***** Material to process

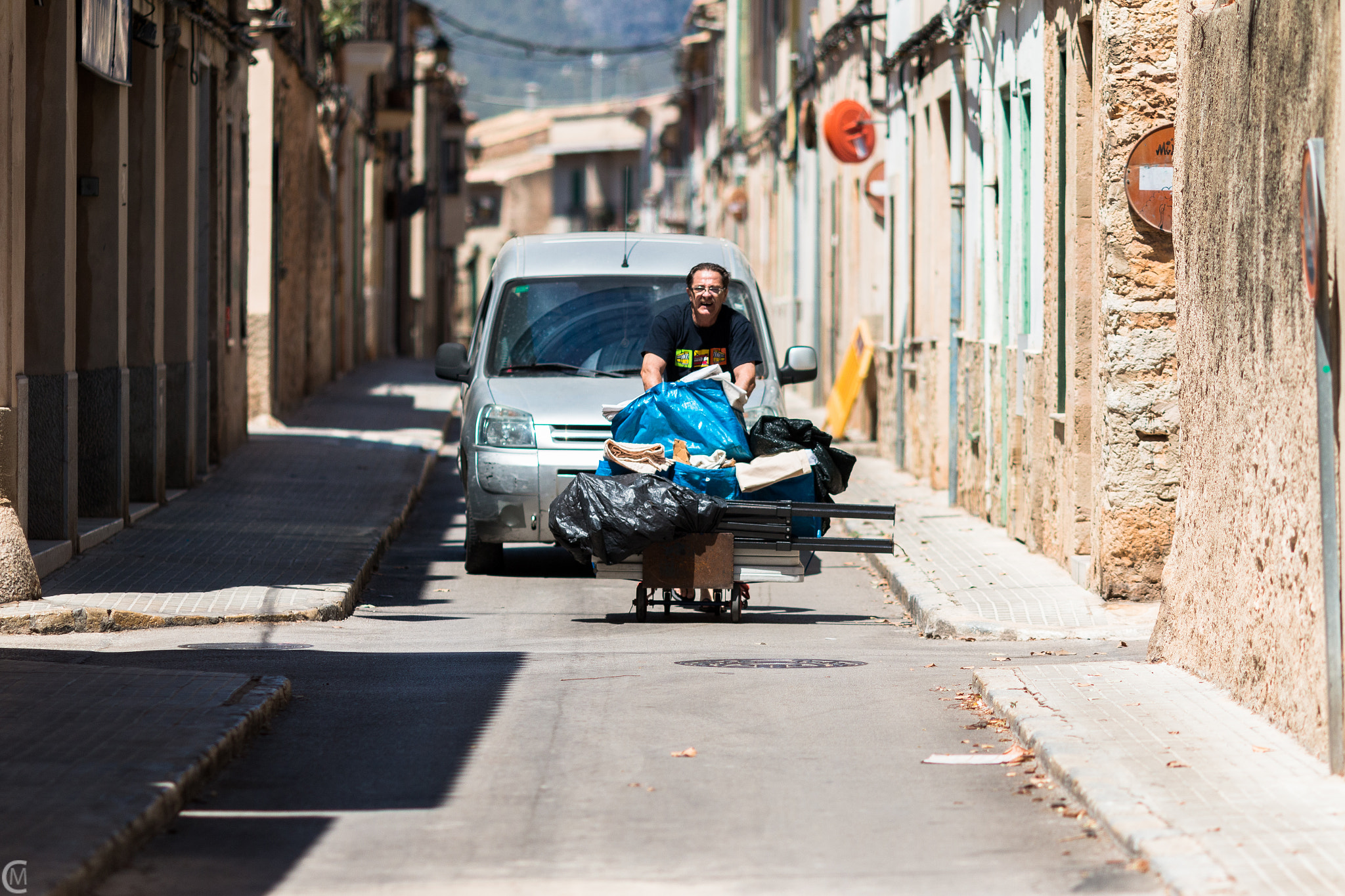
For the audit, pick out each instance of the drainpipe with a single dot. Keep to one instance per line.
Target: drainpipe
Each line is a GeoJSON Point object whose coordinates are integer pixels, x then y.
{"type": "Point", "coordinates": [732, 70]}
{"type": "Point", "coordinates": [1331, 545]}
{"type": "Point", "coordinates": [1314, 244]}
{"type": "Point", "coordinates": [899, 284]}
{"type": "Point", "coordinates": [957, 192]}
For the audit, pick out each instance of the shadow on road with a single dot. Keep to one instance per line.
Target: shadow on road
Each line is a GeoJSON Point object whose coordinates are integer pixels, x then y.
{"type": "Point", "coordinates": [770, 616]}
{"type": "Point", "coordinates": [363, 733]}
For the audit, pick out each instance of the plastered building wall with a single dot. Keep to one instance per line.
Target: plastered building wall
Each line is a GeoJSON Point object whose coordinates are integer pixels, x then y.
{"type": "Point", "coordinates": [1243, 584]}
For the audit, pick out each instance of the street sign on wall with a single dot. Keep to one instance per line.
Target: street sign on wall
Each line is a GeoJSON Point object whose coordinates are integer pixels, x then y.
{"type": "Point", "coordinates": [1149, 178]}
{"type": "Point", "coordinates": [105, 38]}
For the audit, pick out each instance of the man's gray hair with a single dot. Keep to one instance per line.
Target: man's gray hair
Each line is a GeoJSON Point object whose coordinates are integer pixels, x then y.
{"type": "Point", "coordinates": [718, 269]}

**********

Prompt: Reproduce every line of the entries above word for word, leaving out the pictures.

Output of the task:
For the audit, pick out each instance of the drainpipe with a single dot. Keep to one instance per line.
Target: drainpipe
Each line is a GeoJSON Point object whose coordinates are integer pixels, x then y.
{"type": "Point", "coordinates": [732, 70]}
{"type": "Point", "coordinates": [1331, 545]}
{"type": "Point", "coordinates": [1314, 244]}
{"type": "Point", "coordinates": [899, 284]}
{"type": "Point", "coordinates": [957, 192]}
For the audit, pick out each instance of the shadow on road with a single dot. Keep to one instance per line.
Target: shadow on road
Each line is a GeoJSON Point object whose coordinates are integer pixels, x then y.
{"type": "Point", "coordinates": [770, 616]}
{"type": "Point", "coordinates": [363, 733]}
For the audit, pick out each instance of the plastered building wall with a single dot. Keep to one instance per line.
Target: plastered building wall
Each line is a GeoJSON Point object whose coordinates are integer pixels, x then y.
{"type": "Point", "coordinates": [1243, 584]}
For the audit, pick out each instance of the street sign on wall with a single dot. Keep to one instance per line.
Target: street sign on wall
Each line is a GeoJSON Point object whose coordinates are integer pixels, x then y.
{"type": "Point", "coordinates": [1149, 178]}
{"type": "Point", "coordinates": [105, 38]}
For the audit, pick out each instance of the man's gray hair with a single dot. Keep to one instance per line.
Target: man's gray hair
Each line is a GeoJSON Point object whose coordinates are integer pixels, x then y.
{"type": "Point", "coordinates": [718, 269]}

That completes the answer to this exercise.